● **TO BE DONE**
Please copy out all of the material below word for word, keeping every line unchanged.

● **RAW DATA**

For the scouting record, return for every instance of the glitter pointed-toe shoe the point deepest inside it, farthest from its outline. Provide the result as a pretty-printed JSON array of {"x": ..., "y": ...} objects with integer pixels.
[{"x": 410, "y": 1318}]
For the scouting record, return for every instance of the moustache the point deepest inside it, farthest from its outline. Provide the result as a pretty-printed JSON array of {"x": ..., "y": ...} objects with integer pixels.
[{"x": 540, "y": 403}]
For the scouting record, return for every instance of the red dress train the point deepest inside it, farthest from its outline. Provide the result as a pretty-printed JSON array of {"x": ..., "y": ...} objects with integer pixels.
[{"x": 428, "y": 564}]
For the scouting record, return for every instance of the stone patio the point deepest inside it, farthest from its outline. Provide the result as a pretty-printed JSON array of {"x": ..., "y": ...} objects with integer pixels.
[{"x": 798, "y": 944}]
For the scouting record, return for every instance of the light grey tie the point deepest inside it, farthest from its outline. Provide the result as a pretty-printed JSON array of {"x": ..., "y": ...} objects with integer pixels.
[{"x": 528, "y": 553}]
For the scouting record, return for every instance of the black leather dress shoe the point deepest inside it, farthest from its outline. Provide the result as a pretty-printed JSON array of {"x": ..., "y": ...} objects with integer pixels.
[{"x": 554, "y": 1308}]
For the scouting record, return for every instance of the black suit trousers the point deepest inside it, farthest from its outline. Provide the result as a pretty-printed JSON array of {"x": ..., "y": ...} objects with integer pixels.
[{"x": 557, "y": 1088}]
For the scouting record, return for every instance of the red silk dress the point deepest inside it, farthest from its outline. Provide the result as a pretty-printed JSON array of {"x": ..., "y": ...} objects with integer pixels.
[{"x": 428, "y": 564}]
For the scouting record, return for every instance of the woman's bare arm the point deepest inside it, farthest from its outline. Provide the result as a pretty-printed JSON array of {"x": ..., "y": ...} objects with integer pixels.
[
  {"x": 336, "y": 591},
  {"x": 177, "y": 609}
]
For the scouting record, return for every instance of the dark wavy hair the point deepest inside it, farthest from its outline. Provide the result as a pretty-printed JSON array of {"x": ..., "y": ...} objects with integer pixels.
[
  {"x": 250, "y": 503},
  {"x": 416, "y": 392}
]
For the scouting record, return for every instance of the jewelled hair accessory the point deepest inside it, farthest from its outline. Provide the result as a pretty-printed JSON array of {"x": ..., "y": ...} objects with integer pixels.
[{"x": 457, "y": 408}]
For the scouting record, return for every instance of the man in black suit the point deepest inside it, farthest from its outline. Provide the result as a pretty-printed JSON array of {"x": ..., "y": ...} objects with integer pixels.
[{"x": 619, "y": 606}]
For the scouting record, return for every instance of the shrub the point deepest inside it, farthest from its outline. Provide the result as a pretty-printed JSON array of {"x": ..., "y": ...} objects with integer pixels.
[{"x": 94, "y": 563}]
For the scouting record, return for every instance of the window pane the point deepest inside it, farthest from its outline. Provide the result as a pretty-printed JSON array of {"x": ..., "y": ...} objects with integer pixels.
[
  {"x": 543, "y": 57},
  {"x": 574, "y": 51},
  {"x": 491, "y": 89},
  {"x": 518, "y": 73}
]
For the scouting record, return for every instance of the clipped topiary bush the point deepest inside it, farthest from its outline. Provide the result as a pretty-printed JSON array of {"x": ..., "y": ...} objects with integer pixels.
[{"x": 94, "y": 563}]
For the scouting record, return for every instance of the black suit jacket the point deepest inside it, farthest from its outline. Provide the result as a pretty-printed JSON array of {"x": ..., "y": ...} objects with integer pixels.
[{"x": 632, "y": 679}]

● **RESULT OF THIS EXERCISE**
For the scouting record, return for every instance of the glitter pointed-toe shoe the point deepest inside it, farthest from its outline. Provide the result as a pretty-printed JSON array of {"x": ..., "y": ...} objects with integer pixels.
[{"x": 410, "y": 1318}]
For the scouting record, return for every instance of the moustache the point deepest inside it, farthest from its outline. Provide the result as a pretty-printed JSON array of {"x": ..., "y": ...} objects with integer pixels.
[{"x": 540, "y": 403}]
For the scouting record, return for every instance of the red dress train the point deepest inside it, farthest from its outline. Provide the result as a pretty-printed JSON array of {"x": ..., "y": ...} objects with integer pixels.
[{"x": 428, "y": 564}]
For the scouting record, return for every instance of the stone patio the point deepest inside it, farthest from its outline. Provide the result as a pretty-printed JSON array of {"x": ..., "y": ...} objects with integer pixels.
[{"x": 798, "y": 944}]
For the scouting record, return for every instance of the light grey tie the point deepest inside it, farthest from its outline. Provide the result as a pretty-printed JSON array of {"x": ..., "y": ...} objects with integer pixels.
[{"x": 528, "y": 553}]
For the scouting record, return for every instance of the black leather dress shoe the point deepest inside it, farthest from its outline. Provide the result as a pretty-printed JSON array of {"x": ..., "y": ...} objects with integer pixels.
[{"x": 554, "y": 1308}]
For the scouting record, return for every instance of the black suit trousers the point deepest inside it, farthest from its outline. Provide the result as a pretty-printed JSON array of {"x": ..., "y": ...} objects with integer pixels.
[{"x": 557, "y": 1088}]
For the scouting record, return for every instance of the red silk dress the point deepest inside it, farthest from its outline. Provide the result as a pretty-printed JSON array of {"x": ..., "y": ...} objects with integer pixels.
[{"x": 428, "y": 564}]
For the scouting record, return for every instance of the woman's bare arm the point deepest inside it, farthest from its outline. Provide the result as a pretty-printed JSON array of {"x": ..., "y": ...} objects with integer pixels.
[
  {"x": 336, "y": 591},
  {"x": 177, "y": 609}
]
For the scouting record, return for every instance of the dark wavy hair the point deepest inside it, farthest from its outline. Provide the result as a pretty-printed JSON array of {"x": ..., "y": ...} objects with integer pixels.
[
  {"x": 250, "y": 503},
  {"x": 416, "y": 392}
]
For the scouting record, return for every instance of the jewelled hair accessory the point deepest inside it, farthest from its outline. Provide the result as a pretty-printed JSON array of {"x": ..., "y": ...} objects with integer pixels.
[{"x": 457, "y": 408}]
For the scouting record, return for every instance of the man in black suit the point deepest inside it, farthest from its outline. Provide the result as a pretty-printed JSON array of {"x": ..., "y": ...} objects with integer pixels.
[{"x": 619, "y": 606}]
For the scouting record, return for every instance of the shrub the point deepest inside it, farthest from its outline. Provide the result as a pretty-printed JSON array of {"x": ..., "y": ...} objects with integer pixels.
[{"x": 94, "y": 563}]
For the scouting record, return for every instance of the window pane the point deepest inside it, farthest from its outline. Provide the result as a pretty-printed JSON array of {"x": ..., "y": ...} objects with integer pixels.
[
  {"x": 543, "y": 57},
  {"x": 574, "y": 51},
  {"x": 491, "y": 89},
  {"x": 518, "y": 73}
]
For the scouting record, return for every instance of the clipped topiary bush the point deepest inside it, farthest from its outline. Provide the result as a pretty-printed JSON array of {"x": ..., "y": ...} objects with integer pixels.
[{"x": 94, "y": 563}]
For the scouting record, return for every instance of the black suit jacket the point deepest inside it, farthest from its outline. Provide the result as a pretty-printed JSON array of {"x": ..., "y": ...} objects with integer pixels.
[{"x": 632, "y": 679}]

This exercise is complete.